§ **WHAT TO PRODUCE**:
What is needed is a single figure: how many lines of the records below contain the word "hazy".

[Entries taken from a collection]
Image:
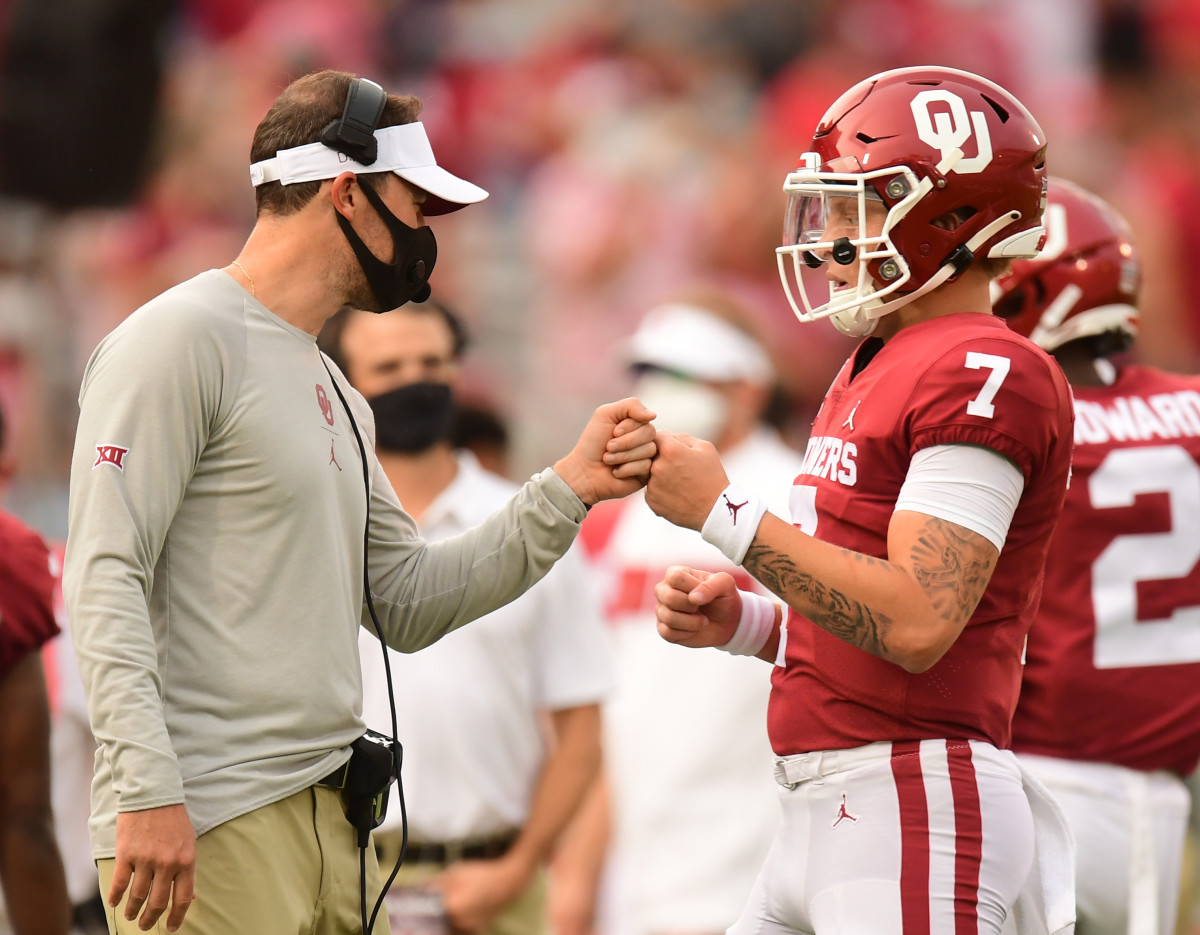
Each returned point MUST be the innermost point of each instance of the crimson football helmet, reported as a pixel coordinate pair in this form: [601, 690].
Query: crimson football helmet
[957, 162]
[1085, 282]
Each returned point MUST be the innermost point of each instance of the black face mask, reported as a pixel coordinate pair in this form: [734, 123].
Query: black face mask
[413, 418]
[406, 279]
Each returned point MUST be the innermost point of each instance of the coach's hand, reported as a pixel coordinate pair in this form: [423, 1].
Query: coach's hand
[156, 863]
[685, 480]
[612, 457]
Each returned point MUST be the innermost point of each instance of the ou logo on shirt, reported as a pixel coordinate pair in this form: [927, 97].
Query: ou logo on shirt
[947, 132]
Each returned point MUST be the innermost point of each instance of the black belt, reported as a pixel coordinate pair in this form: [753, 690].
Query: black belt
[447, 852]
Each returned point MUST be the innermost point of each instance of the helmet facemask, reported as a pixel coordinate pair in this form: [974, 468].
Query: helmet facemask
[847, 204]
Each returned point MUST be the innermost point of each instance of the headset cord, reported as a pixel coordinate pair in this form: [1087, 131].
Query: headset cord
[397, 751]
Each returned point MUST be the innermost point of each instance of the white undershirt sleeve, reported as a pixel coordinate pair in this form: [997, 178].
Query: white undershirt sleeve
[967, 485]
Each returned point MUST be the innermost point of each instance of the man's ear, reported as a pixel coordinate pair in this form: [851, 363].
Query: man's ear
[343, 193]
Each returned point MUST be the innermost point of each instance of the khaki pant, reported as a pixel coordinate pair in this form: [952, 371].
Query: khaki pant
[523, 916]
[289, 868]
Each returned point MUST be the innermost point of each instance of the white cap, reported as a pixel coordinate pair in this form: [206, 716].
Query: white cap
[403, 149]
[693, 341]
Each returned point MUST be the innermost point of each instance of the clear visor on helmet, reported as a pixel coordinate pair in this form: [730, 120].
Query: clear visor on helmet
[834, 226]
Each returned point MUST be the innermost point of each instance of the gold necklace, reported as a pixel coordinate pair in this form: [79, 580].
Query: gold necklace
[252, 293]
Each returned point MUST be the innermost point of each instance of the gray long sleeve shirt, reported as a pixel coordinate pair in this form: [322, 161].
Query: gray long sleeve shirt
[214, 569]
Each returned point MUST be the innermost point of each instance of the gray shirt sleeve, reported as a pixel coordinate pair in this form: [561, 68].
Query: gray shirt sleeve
[137, 405]
[423, 591]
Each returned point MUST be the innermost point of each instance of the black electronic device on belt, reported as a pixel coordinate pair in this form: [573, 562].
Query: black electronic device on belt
[370, 773]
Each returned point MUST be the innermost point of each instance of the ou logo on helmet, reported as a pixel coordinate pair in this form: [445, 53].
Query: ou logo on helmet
[947, 132]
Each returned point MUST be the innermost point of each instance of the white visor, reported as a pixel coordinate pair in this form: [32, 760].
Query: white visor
[699, 345]
[403, 149]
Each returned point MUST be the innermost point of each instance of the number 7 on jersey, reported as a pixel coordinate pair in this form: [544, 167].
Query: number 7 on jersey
[999, 366]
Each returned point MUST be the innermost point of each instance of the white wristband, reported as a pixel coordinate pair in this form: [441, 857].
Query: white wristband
[755, 627]
[733, 521]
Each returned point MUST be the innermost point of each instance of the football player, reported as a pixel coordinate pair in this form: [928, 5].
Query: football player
[934, 475]
[1109, 714]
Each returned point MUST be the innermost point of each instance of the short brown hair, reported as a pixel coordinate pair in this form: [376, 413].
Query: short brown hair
[298, 115]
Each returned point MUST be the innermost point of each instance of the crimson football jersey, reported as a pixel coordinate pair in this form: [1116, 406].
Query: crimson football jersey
[27, 592]
[1113, 670]
[959, 379]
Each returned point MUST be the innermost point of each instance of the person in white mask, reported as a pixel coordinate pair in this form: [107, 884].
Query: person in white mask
[678, 858]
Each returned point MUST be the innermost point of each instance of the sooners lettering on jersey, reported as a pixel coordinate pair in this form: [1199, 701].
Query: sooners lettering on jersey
[1113, 670]
[960, 379]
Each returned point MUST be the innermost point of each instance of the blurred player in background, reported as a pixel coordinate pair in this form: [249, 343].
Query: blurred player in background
[934, 477]
[499, 720]
[31, 876]
[681, 859]
[1109, 713]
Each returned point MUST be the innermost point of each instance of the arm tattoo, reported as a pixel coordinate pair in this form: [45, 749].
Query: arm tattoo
[833, 610]
[953, 568]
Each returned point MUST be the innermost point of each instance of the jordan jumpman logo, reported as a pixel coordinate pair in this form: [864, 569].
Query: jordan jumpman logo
[843, 813]
[850, 419]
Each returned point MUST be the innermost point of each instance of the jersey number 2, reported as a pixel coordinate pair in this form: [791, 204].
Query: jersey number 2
[1121, 639]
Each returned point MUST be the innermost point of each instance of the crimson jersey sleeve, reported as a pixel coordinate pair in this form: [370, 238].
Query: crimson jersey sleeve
[989, 391]
[961, 379]
[27, 593]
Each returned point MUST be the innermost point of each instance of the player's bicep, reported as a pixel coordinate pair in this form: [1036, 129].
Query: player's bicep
[951, 563]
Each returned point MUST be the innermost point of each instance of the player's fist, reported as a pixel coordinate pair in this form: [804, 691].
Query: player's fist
[685, 479]
[612, 457]
[695, 607]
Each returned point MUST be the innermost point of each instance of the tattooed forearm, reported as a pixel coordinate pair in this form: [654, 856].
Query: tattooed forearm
[829, 609]
[953, 567]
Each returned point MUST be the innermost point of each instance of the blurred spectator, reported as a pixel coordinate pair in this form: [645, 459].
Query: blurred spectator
[479, 429]
[31, 877]
[689, 802]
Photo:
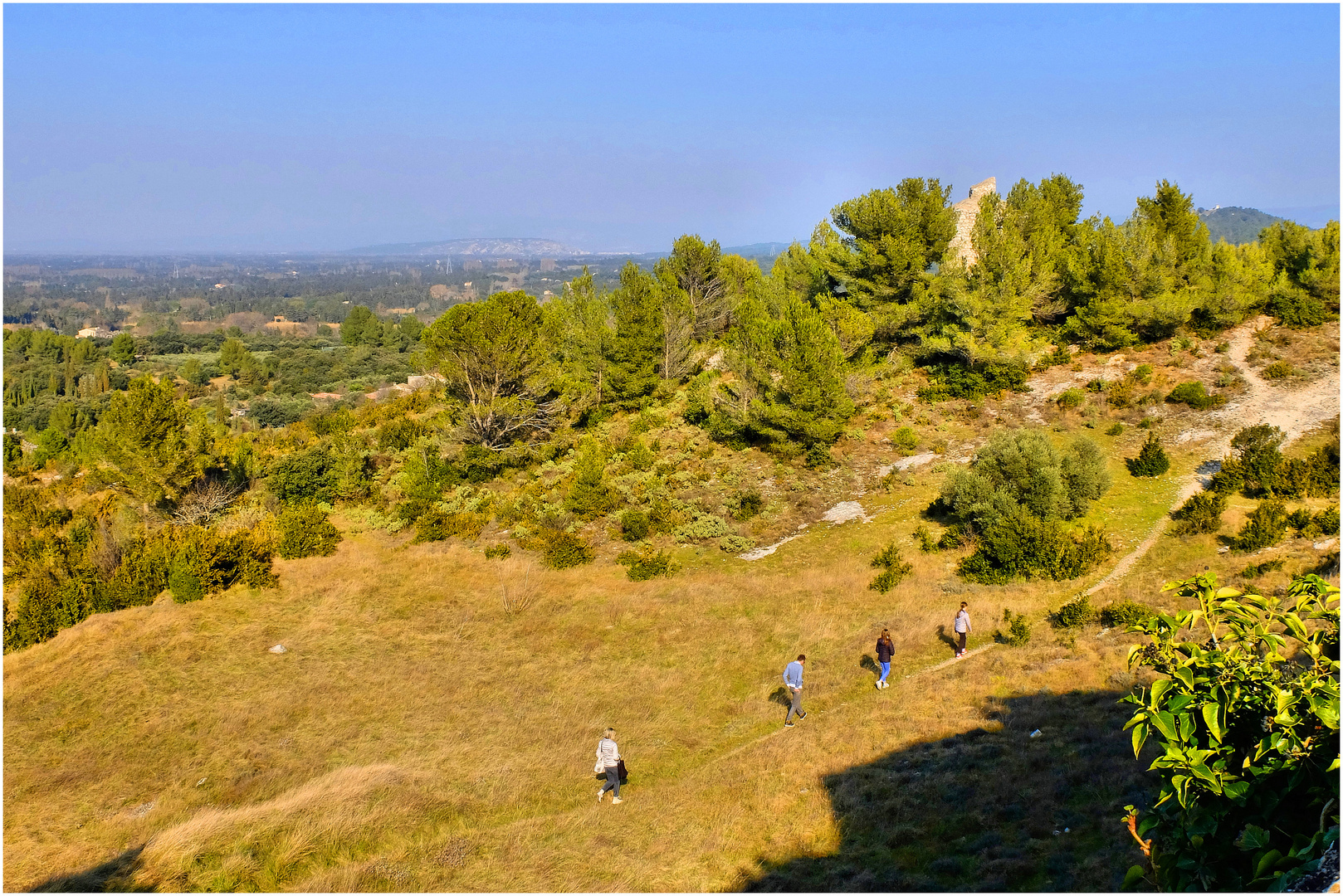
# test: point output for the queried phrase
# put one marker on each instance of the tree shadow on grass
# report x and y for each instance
(988, 811)
(110, 876)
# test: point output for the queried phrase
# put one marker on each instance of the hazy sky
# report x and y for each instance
(147, 128)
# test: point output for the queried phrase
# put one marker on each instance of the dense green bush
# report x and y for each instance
(1071, 399)
(749, 505)
(960, 381)
(304, 477)
(398, 436)
(305, 531)
(1125, 613)
(634, 525)
(1077, 611)
(1018, 629)
(437, 524)
(1195, 397)
(1199, 514)
(564, 550)
(1245, 727)
(1021, 546)
(1277, 371)
(904, 438)
(735, 544)
(1151, 460)
(1264, 527)
(893, 570)
(639, 567)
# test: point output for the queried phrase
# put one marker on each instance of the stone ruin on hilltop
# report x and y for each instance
(966, 212)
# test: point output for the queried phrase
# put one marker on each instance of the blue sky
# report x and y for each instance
(291, 128)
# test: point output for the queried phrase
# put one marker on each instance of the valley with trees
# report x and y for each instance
(326, 581)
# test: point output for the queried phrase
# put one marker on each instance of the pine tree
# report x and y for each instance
(1151, 460)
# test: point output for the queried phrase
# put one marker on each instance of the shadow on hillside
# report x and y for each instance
(988, 811)
(110, 876)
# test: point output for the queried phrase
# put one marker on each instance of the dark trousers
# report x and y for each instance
(613, 781)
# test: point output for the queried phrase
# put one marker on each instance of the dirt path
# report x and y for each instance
(1293, 411)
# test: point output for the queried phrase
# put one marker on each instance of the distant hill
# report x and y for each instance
(485, 247)
(1236, 225)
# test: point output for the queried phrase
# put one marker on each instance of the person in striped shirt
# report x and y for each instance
(962, 626)
(608, 757)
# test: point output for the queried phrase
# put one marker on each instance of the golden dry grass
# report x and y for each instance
(418, 735)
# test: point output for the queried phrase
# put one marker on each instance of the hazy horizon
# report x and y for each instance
(320, 129)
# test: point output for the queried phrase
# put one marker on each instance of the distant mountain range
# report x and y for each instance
(485, 247)
(1236, 225)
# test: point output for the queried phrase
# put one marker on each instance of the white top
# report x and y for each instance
(608, 752)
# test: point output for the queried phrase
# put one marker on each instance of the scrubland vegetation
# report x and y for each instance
(473, 578)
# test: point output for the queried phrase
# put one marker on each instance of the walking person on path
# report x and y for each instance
(884, 650)
(793, 677)
(962, 627)
(608, 758)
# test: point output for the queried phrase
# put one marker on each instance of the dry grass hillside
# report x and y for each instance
(432, 722)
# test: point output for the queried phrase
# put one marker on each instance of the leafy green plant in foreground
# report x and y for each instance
(1248, 727)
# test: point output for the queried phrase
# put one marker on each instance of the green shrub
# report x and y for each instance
(735, 544)
(893, 568)
(641, 567)
(1077, 611)
(1071, 399)
(749, 505)
(1199, 514)
(906, 438)
(1279, 371)
(1025, 547)
(305, 531)
(1243, 730)
(1125, 613)
(960, 381)
(634, 525)
(304, 477)
(437, 524)
(1195, 397)
(1018, 629)
(1255, 571)
(590, 496)
(1264, 528)
(563, 550)
(1151, 460)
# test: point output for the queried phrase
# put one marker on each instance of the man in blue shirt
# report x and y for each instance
(793, 677)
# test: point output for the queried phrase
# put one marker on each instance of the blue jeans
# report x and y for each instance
(613, 781)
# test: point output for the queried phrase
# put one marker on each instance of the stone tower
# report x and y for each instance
(966, 212)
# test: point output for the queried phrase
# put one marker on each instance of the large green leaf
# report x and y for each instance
(1212, 719)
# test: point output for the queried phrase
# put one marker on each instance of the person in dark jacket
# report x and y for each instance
(884, 649)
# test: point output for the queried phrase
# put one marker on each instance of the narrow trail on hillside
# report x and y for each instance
(1295, 412)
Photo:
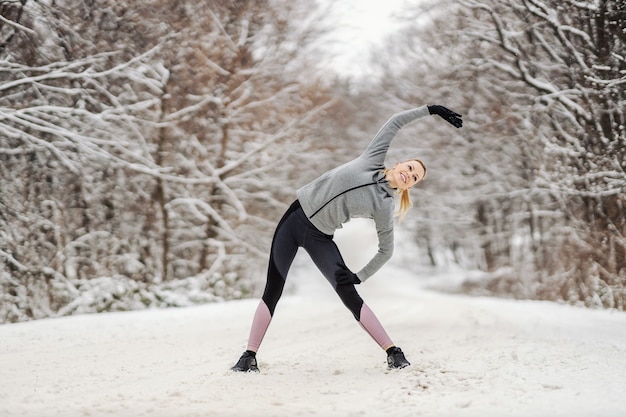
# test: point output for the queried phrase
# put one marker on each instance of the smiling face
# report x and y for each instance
(405, 175)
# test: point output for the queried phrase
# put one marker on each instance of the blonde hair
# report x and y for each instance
(405, 197)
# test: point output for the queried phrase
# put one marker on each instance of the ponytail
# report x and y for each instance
(405, 205)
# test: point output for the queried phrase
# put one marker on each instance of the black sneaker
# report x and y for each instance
(396, 359)
(247, 363)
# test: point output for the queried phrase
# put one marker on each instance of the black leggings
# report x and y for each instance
(294, 231)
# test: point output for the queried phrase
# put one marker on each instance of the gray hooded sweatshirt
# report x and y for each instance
(358, 189)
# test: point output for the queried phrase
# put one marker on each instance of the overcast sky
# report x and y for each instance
(361, 25)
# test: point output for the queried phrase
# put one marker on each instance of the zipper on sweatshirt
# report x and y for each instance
(340, 194)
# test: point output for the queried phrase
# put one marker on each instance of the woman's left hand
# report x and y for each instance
(446, 114)
(344, 276)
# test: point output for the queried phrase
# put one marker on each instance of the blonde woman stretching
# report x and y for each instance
(360, 188)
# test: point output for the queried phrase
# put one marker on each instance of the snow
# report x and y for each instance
(471, 356)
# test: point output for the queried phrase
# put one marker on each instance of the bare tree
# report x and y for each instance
(152, 163)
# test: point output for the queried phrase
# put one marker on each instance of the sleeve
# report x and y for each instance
(384, 229)
(378, 147)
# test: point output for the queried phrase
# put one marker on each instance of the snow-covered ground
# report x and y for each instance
(470, 357)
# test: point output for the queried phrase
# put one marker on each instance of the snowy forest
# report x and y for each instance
(150, 147)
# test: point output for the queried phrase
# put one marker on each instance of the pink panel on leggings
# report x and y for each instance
(260, 323)
(372, 326)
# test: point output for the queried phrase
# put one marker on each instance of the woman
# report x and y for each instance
(360, 188)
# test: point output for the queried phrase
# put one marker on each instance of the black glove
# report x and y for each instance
(446, 114)
(346, 277)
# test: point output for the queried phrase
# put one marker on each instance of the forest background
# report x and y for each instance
(148, 148)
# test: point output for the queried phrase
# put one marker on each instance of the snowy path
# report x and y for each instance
(471, 357)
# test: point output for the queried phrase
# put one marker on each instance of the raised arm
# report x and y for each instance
(378, 147)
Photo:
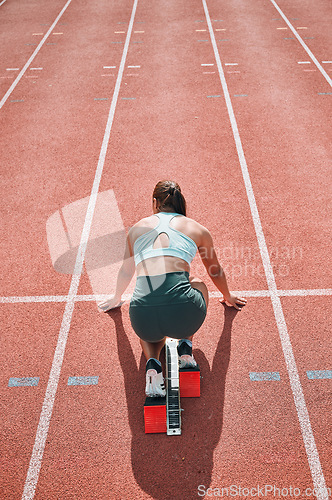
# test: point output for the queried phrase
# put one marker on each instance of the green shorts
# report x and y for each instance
(166, 305)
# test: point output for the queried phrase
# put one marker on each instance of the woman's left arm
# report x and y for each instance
(125, 275)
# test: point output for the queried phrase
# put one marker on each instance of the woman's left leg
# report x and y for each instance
(152, 349)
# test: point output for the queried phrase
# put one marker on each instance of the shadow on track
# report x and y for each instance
(164, 466)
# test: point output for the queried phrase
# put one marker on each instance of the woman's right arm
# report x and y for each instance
(216, 272)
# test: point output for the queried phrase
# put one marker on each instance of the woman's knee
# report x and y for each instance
(201, 286)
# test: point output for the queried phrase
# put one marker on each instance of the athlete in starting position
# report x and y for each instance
(167, 301)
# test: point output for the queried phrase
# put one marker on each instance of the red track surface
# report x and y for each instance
(239, 432)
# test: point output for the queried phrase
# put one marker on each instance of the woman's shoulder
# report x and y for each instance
(146, 222)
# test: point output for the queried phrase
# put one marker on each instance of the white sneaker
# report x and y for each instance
(155, 385)
(187, 361)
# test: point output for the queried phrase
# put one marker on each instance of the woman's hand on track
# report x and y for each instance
(110, 303)
(234, 301)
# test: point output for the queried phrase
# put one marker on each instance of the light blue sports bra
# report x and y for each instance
(180, 245)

§ **RESPONSE**:
2